>> START Reading passage
BEST MODE FOR CARRYING OUT THE INVENTION
[0094] Preferred embodiments of the present invention will be
described below with reference to the drawings.
[0095] First Embodiment
[0096] FIG. 1 illustrates a wristwatch-typed radio wave clock
according to an electronic timepiece of a first embodiment of the
present invention. FIG. 1 is a plane view of the radio wave clock
with a back lid of the radio wave clock removed. FIG. 2 is a
cross-sectional view of the main parts of FIG. 1. Incidentally, in
FIG. 1, it is assumed that upside of the drawing sheet is a 6
o'clock direction, downside is a 12 o'clock direction, and right is
a 3 o'clock direction.
[0097] A radio wave clock 1 includes a body case 7, a movement 100
for clock placed inside the body case 7, and an antenna 6 for
receiving standard radio wave including time information as
wireless information.
[0098] The body case 7 is substantially ring-shaped, and made of
nonconductive material such as ceramic and synthetic resin, or
diamagnetic material such as brass, gold, and gold alloy. The body
case 7 also includes attaching portions on the peripheral two
opposite locations respectively for attaching a band for wristwatch
77.
[0099] A time display portion 76 is provided on one end face side
of the body case 7, and a windshield 75, being made of a
nonconductive glass (sapphire glass, etc.), is also fittingly
provided from the outside of the time display portion 76 (reference
to FIG. 2). The time display portion 76 includes a clock face 761
installed inside the ring of the body case 7, and hands (not shown)
rotating above the clock face 761.
>> END Reading passage
In the radio wave clock passage, what is the windshield made of?
>> START Dataset records
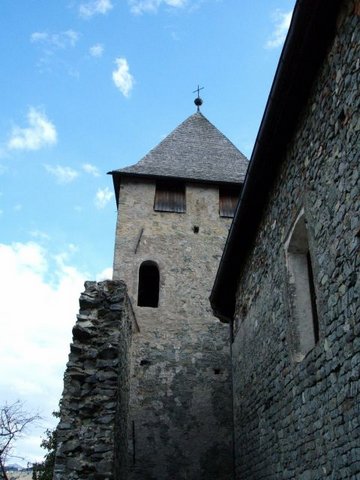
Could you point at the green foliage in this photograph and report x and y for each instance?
(45, 469)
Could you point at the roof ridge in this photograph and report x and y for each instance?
(195, 149)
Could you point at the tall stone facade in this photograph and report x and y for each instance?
(180, 390)
(297, 384)
(180, 415)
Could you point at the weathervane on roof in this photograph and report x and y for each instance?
(198, 101)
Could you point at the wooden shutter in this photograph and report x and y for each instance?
(170, 197)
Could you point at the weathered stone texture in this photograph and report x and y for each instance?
(180, 421)
(94, 405)
(300, 420)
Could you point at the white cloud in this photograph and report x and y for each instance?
(96, 50)
(61, 40)
(103, 197)
(40, 133)
(38, 309)
(122, 78)
(95, 7)
(282, 23)
(91, 169)
(62, 174)
(143, 6)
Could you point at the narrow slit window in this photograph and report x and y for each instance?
(170, 197)
(228, 199)
(302, 289)
(149, 285)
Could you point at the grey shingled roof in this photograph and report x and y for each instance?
(195, 150)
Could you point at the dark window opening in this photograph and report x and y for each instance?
(170, 197)
(228, 199)
(313, 298)
(149, 281)
(302, 289)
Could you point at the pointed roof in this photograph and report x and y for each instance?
(195, 150)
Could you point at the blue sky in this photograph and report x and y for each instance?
(89, 86)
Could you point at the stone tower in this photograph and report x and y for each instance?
(174, 211)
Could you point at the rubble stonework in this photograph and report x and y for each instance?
(94, 405)
(300, 419)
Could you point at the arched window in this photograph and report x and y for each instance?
(302, 289)
(149, 283)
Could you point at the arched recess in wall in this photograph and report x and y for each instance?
(148, 285)
(302, 288)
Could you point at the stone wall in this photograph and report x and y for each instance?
(298, 418)
(93, 426)
(180, 421)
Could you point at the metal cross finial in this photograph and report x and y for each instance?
(198, 101)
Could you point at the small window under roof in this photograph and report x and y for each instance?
(149, 285)
(228, 199)
(170, 197)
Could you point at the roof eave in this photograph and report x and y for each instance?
(117, 174)
(312, 29)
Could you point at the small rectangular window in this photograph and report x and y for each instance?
(170, 197)
(228, 199)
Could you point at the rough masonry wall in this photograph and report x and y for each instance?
(300, 420)
(180, 421)
(93, 424)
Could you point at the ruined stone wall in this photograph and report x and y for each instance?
(299, 418)
(93, 425)
(180, 421)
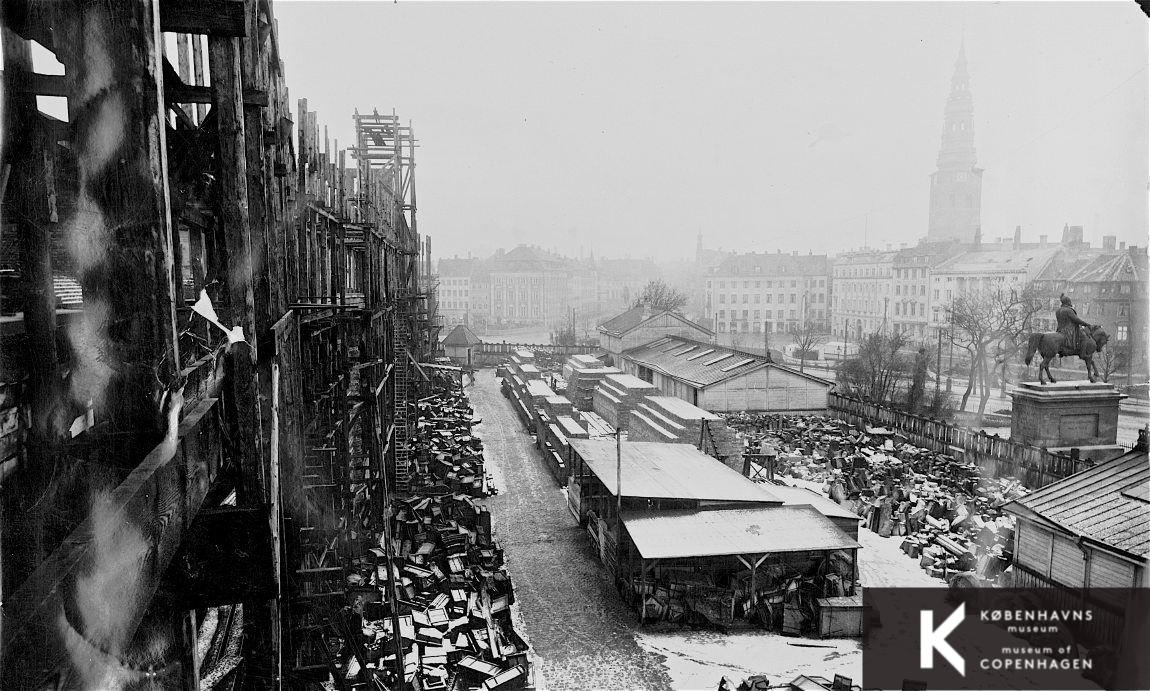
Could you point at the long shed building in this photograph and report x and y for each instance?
(723, 379)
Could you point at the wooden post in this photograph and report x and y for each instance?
(227, 94)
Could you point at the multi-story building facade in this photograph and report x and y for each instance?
(758, 292)
(911, 294)
(1109, 288)
(863, 282)
(986, 267)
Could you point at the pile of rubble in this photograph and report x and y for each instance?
(450, 454)
(451, 623)
(944, 508)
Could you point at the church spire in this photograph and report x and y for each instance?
(956, 187)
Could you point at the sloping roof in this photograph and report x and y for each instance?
(1111, 268)
(638, 315)
(758, 530)
(702, 363)
(761, 263)
(1004, 259)
(805, 497)
(625, 321)
(658, 470)
(1105, 504)
(461, 336)
(694, 361)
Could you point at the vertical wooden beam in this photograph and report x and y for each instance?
(227, 94)
(28, 216)
(201, 109)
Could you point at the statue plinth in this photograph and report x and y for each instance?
(1067, 414)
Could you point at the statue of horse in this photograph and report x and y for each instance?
(1052, 344)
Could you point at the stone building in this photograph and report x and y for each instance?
(752, 293)
(956, 186)
(863, 292)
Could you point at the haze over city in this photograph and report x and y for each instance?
(779, 125)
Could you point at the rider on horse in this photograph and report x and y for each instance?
(1068, 322)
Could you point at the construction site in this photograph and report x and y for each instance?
(217, 329)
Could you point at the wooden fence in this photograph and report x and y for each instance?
(998, 457)
(557, 350)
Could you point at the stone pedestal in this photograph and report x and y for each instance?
(1065, 415)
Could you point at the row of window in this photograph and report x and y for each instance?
(748, 298)
(815, 314)
(746, 284)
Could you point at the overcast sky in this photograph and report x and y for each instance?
(630, 128)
>> END Dataset records
→ Output below:
A nonconductive glass, such as sapphire glass.